## PASSAGE SHOWN:

********************

# 🚀 Step-by-Step Guide to Train a Churn Prediction Model

This notebook will guide you through training a churn prediction model using customer data. We will prepare the data, train a classification model, evaluate it, and save the model for later use.

---

## Step 1: Import Libraries

Import necessary Python libraries such as pandas, numpy, scikit-learn, and joblib.

---

## Step 2: Load and Explore Data

Load your cleaned and encoded dataset, perform basic exploration to understand the data structure and target distribution.

---

## Step 3: Prepare Features and Target Variable

Separate the dataset into feature variables (`X`) and the target variable (`y`), which is the churn flag.

---

## Step 4: Split Data into Training and Testing Sets

Use `train_test_split` to create training and testing datasets, typically 70-80% for training and 20-30% for testing.

---

## Step 5: Choose and Train the Model

Select a classification algorithm: Logistic Regression and train it on the training data.

---

## Step 6: Evaluate Model Performance

Evaluate the model on the test set using accuracy, precision, recall, F1-score, and ROC-AUC metrics.

---

## Step 7: Save the Trained Model

Save the trained model using `joblib` or `pickle` for deployment or integration in the Streamlit app.

---

## Step 8: Conclusion and Next Steps

Summarize findings and discuss how the model can be used for real-time churn prediction and customer retention strategies.

---


# Churn Prediction Model Features

## Target Variable
- **Attrition_Flag**  
  The target variable we want to predict.  
  Typically:  
  - `0` = Customer did **not** churn  
  - `1` = Customer **churned**

## Feature Variables (Inputs for the Model)
The following columns are used as features to predict churn:

| Feature Name             | Description                            |
|-------------------------|------------------------------------|
| `Customer_Age`           | Age of the customer                  |
| `Income_Category`        | Income group category                |
| `Card_Category`          | Credit card type/category            |
| `Months_Inactive_12_mon` | Number of months inactive in last 12 months |
| `Avg_Utilization_Ratio`  | Average credit utilization ratio    |
| `Total_Trans_Amt`        | Total transaction amount             |
| `Credit_Limit`           | Credit limit on the card             |

# 📊 Data Cleaning & Preparation for Churn Prediction

## 🎯 Goal

Prepare the dataset for machine learning by:

- Removing unnecessary columns
- Keeping only important features
- Preparing target column for prediction
- Ensuring correct data types for ML models

---

## 🔎 Understanding the Dataset

The original dataset includes:

- Customer demographic and account information
- Behavior & transaction metrics
- Some columns already encoded
- Some unnecessary columns (IDs, model probabilities)

---

## 🔧 Why Do We Have Extra Columns After Nominal Encoding?

We applied **Nominal Encoding** (One-Hot Encoding) on some categorical columns.

********************

## RECORD SET:
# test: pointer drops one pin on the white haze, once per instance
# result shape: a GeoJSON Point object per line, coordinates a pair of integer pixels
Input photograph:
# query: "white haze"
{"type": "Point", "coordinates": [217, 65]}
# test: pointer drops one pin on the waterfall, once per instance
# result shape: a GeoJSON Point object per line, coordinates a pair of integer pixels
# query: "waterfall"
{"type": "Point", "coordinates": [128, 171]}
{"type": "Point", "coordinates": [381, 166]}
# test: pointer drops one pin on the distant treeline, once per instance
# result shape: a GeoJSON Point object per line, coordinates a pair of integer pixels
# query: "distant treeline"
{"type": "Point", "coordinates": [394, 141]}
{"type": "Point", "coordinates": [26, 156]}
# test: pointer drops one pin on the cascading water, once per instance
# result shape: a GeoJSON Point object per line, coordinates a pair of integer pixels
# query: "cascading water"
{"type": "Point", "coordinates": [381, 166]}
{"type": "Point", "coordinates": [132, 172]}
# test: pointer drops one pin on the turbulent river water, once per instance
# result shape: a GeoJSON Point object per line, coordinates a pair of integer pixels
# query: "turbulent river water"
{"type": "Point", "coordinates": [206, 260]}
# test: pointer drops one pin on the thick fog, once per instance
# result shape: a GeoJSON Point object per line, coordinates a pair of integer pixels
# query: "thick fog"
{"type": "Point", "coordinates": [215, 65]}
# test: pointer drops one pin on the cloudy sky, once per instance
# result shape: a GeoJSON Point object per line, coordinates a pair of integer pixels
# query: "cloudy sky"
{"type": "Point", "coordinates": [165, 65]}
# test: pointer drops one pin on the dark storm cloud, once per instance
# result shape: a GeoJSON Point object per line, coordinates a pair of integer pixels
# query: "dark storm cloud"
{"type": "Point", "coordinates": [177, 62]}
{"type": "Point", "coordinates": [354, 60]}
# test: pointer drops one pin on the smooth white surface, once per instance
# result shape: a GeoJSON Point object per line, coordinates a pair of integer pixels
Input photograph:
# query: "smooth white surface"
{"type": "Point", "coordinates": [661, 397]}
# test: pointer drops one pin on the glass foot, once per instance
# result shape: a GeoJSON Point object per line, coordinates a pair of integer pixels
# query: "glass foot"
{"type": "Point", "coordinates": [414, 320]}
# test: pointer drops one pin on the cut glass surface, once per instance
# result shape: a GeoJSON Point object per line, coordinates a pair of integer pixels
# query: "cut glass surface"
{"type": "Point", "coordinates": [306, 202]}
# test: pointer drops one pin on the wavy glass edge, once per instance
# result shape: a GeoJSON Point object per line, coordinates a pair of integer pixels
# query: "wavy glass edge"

********************

## LIST OF TASKS:
**a.** Copy the stretch from "## Step 7: Save" through "customer retention strategies." in the churn prediction guide word for word.
**b.** Carry the churn prediction guide forward from its final sentence.

## WRITTEN RESPONSES:
**a.**
## Step 7: Save the Trained Model

Save the trained model using `joblib` or `pickle` for deployment or integration in the Streamlit app.

---

## Step 8: Conclusion and Next Steps

Summarize findings and discuss how the model can be used for real-time churn prediction and customer retention strategies.

**b.**
### 🔍 Example:

Original column:Card_Category → ['Blue', 'Gold', 'Platinum', 'Silver']


After one-hot encoding, we get 4 new columns:

- `Card_Blue`
- `Card_Gold`
- `Card_Platinum`
- `Card_Silver`

✅ This allows ML models to work with categorical variables as numerical binary columns.

---

## 🚫 Columns to Remove

| Column               | Reason                               |
|----------------------|------------------------------------|
| `Customer_ID`        | Unique ID — no predictive power    |
| `NB_Stay_Probability`| Model output — causes data leakage |
| `NB_Churn_Probability`| Model output — causes data leakage |

---

## ✅ Columns to Keep

| Column Group          | Columns                                                                                  |
|-----------------------|------------------------------------------------------------------------------------------|
| **Demographics**      | `Customer_Age`, `Gender`, `Dependent_count`, `Education_Level`, `Income_Category`         |
| **Account Info**      | `Tenure_Months`, `Products_Count`, `Months_Inactive_12_mon`, `Contacts_Count_12_mon`      |
| **Credit Info**       | `Credit_Limit`, `Total_Revolving_Bal`, `Available_Credit`                                |
| **Behavior**          | `Total_Amt_Chng_Q4_Q1`, `Total_Trans_Amt`, `Total_Trans_Ct`, `Total_Ct_Chng_Q4_Q1`, `Avg_Utilization_Ratio` |
| **One-Hot Encoded**   | `Marital_Divorced`, `Marital_Married`, `Marital_Single`, `Marital_Unknown`, `Card_Blue`, `Card_Gold`, `Card_Platinum`, `Card_Silver` |

---

## 🎯 Target Column

| Column          | Description                    |
|-----------------|-------------------------------|
| `Attrition_Flag`| Churn label (0 = Stay, 1 = Churn) |

---

## 🔢 Data Type Adjustment

The one-hot encoded columns are currently stored as `True` / `False`.  
✅ We will convert them into numerical `0` / `1` for machine learning.

---


In [1]:
#Step 1: Import Libraries

# 1️⃣ Import necessary libraries
import pandas as pd
from sklearn.model_selection import train_test_split
from sklearn.linear_model import LogisticRegression
from sklearn.preprocessing import StandardScaler
from sklearn.metrics import classification_report, confusion_matrix, accuracy_score

In [3]:
# Step 2: Load and Explore Data
 

df = pd.read_csv("../data/cleaned_data/encoded_data.csv")


In [4]:
df.head()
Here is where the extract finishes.